DOCUMENT EXTRACT
↓↓↓

Chapter 131

Misplaced Rocks and Tangled Wires

The Riddler for December 16, 2016. The Express is the full fixed-point distribution of a random shuffle; the Classic is a tower-climbing identification puzzle solved in just two trips.

Riddler Express

Six labelled rocks fall off a shelf and a janitor returns them in random order. The chance all six land behind their correct labels is $1/6! = 1/720$ . What are the chances that exactly five are correct, exactly four, three, two, one, and none?

The Riddler, FiveThirtyEight, December 16, 2016(original post)

Solution

“Exactly $k$ correct” means we pick which $k$ rocks sit in their right spots and then derange the other $6-k$ , putting none of them home. Choosing the correct ones is $\binom{6}{k}$ ways, and the number of derangements of $m$ items is $D_m = m!\sum_{i=0}^{m}\frac{(-1)^i}{i!}, \qquad D_0,\dots,D_6 = 1,0,1,2,9,44,265.$ So the count with exactly $k$ correct is $\binom{6}{k} D_{6-k}$ , and dividing by $720$ gives the probabilities. The striking entry is $k=5$ : deranging a single rock is impossible ( $D_1 = 0$ ), since if five rocks are home the sixth must be too. The full distribution, in counts out of $720$ : $\boxed{ \begin{array}{c|ccccccc} k & 0 & 1 & 2 & 3 & 4 & 5 & 6\\\hline \#/720 & 265 & 264 & 135 & 40 & 15 & 0 & 1 \end{array}}$ The $265/720 \approx 36.8\%$ chance of no rock home is the famous derangement probability, already close to its limit $1/e$ .

The computation

Encode $\binom{6}{k} D_{6-k}$ directly and check the seven counts sum to $720$ .

from math import comb, factorial
def D(n):                                   # derangements of n items
    return round(factorial(n) * sum((-1)**i / factorial(i) for i in range(n + 1)))
counts = {k: comb(6, k) * D(6 - k) for k in range(7)}
print("counts k=0..6:", [counts[k] for k in range(7)], " sum:", sum(counts.values()))
# counts k=0..6: [265, 264, 135, 40, 15, 0, 1]  sum: 720

Riddler Classic

$N$ wires run from the top of a bell tower to the bottom, hopelessly tangled behind a wall. The top ends are labelled $1$ to $N$ ; the bottom ends are not. Downstairs you may tie wire ends together in any pairs; upstairs a circuit detector tells you which wires are connected below. Tying and testing are quick, but the stairs are not. What is the fewest trips to the top needed to label every bottom wire?

The Riddler, FiveThirtyEight, December 16, 2016(original post)

Solution

For $N = 1$ there is nothing to do (zero trips), and $N = 2$ is hopeless: the two bottom ends are interchangeable and no tying-and-testing can break the symmetry. For every $N > 2$ , though, $\boxed{2 \text{ trips}}$ suffice, and the trick is to make each wire’s pattern of connections across the two trips act as a unique fingerprint.

↑↑↑

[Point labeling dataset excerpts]
↓↓↓

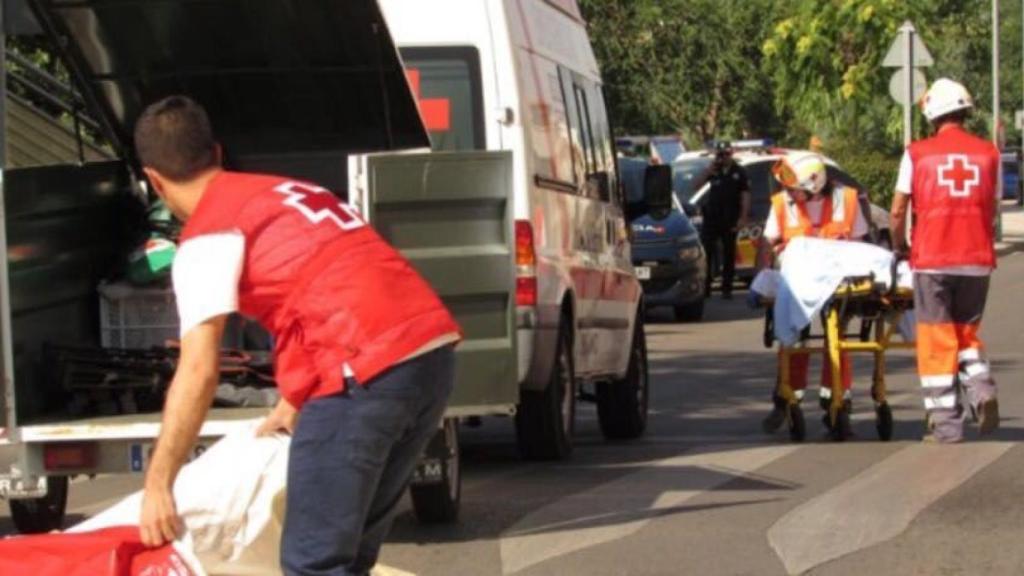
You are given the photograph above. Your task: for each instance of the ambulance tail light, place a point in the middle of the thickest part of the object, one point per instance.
(69, 455)
(525, 261)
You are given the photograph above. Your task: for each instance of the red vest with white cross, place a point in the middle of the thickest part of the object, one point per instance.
(328, 287)
(953, 193)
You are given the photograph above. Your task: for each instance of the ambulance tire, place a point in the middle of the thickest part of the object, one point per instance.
(622, 404)
(439, 502)
(692, 312)
(546, 419)
(798, 425)
(39, 516)
(884, 421)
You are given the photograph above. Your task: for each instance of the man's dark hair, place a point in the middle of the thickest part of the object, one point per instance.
(173, 136)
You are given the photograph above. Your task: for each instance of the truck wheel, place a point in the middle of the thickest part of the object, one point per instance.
(692, 312)
(38, 516)
(622, 404)
(436, 498)
(546, 419)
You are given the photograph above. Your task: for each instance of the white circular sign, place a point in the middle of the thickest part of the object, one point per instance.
(897, 85)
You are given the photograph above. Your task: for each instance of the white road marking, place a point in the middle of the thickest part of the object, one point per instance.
(878, 504)
(561, 528)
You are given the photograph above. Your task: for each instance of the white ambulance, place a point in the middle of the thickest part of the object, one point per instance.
(520, 76)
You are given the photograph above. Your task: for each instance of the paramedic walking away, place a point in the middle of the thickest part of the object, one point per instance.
(724, 212)
(363, 346)
(952, 181)
(810, 205)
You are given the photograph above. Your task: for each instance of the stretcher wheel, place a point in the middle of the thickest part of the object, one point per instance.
(798, 426)
(884, 421)
(843, 429)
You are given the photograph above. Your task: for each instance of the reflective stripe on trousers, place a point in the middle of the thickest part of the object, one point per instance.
(948, 310)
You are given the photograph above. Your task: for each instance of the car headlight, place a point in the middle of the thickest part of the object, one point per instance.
(690, 253)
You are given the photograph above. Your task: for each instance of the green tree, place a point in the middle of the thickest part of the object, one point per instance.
(684, 66)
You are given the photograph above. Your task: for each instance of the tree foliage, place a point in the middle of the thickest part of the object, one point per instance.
(683, 66)
(791, 69)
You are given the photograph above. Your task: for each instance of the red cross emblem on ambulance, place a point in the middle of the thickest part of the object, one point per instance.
(958, 175)
(318, 204)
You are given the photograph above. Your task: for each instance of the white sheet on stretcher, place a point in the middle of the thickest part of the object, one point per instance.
(812, 270)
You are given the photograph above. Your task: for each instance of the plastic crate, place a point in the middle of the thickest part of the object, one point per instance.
(142, 318)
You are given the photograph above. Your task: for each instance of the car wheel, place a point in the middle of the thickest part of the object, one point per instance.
(622, 404)
(437, 501)
(546, 419)
(692, 312)
(38, 516)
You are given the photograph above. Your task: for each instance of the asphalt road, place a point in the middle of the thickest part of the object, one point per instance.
(707, 492)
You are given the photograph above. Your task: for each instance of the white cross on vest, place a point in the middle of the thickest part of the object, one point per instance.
(958, 175)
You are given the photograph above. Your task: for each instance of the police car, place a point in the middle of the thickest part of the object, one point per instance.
(757, 158)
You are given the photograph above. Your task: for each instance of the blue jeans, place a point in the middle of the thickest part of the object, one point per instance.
(351, 458)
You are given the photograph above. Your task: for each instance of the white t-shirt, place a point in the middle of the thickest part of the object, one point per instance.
(904, 183)
(206, 276)
(815, 205)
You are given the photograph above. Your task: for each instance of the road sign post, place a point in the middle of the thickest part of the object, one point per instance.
(907, 52)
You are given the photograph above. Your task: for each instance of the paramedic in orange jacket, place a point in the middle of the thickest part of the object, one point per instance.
(811, 205)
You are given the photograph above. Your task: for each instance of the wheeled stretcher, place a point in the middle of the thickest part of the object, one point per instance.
(881, 307)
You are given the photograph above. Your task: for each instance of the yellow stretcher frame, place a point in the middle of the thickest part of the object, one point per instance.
(881, 309)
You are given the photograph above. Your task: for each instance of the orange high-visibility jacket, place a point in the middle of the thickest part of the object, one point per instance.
(794, 219)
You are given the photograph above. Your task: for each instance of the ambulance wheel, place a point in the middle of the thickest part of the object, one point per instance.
(622, 404)
(38, 516)
(436, 495)
(798, 426)
(546, 419)
(884, 421)
(843, 429)
(692, 312)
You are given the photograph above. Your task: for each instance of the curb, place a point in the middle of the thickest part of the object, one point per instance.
(1008, 247)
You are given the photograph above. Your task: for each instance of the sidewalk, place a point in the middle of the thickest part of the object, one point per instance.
(1013, 229)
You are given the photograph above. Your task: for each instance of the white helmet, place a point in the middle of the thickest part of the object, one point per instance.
(802, 170)
(945, 96)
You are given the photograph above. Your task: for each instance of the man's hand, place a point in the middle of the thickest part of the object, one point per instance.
(283, 418)
(160, 523)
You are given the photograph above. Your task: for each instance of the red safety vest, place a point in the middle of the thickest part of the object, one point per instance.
(794, 220)
(953, 194)
(326, 285)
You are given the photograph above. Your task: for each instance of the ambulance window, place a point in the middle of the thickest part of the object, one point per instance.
(583, 113)
(763, 186)
(446, 84)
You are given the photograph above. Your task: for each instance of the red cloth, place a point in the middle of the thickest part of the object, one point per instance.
(327, 286)
(953, 194)
(113, 551)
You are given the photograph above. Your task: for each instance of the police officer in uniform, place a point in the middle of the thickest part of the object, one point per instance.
(363, 345)
(725, 210)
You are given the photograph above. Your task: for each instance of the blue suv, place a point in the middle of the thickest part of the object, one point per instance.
(667, 253)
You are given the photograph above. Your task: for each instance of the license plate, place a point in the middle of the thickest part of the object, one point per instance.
(139, 454)
(429, 470)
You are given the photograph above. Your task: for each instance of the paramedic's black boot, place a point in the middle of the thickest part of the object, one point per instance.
(776, 418)
(988, 416)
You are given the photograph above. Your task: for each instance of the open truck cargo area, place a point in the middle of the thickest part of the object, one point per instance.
(292, 88)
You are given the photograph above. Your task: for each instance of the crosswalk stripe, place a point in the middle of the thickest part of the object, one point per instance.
(608, 511)
(878, 504)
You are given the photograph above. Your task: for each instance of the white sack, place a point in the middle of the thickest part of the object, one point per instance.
(231, 500)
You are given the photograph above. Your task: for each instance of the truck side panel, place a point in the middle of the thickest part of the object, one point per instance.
(65, 229)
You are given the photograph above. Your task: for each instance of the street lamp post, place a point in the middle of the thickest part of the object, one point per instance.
(995, 107)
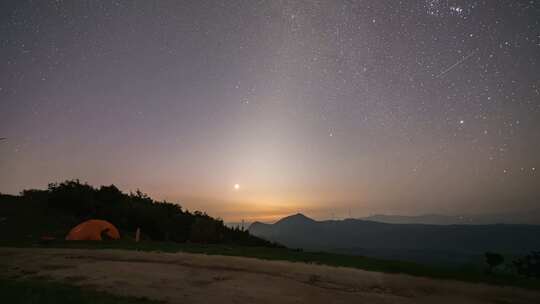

↑↑↑

GIVEN PROBLEM 1
According to the rocks-and-wires puzzle page, how many trips to the top suffice to label every bottom wire when N is greater than 2?
GIVEN PROBLEM 2
Select every row that contains the word "police", matching case exactly.
These rows are unrelated to the rocks-and-wires puzzle page.

RESPONSE 1
Two trips.

RESPONSE 2
You are given the photograph above. Your task: for each instance of the police car, place a point in the middle of the thickest part of the object, one point per instance.
You are given the photograph above. Your task: for each instance of the police officer in uniform, place a point in the middle of the thickest part of the object, one point per instance.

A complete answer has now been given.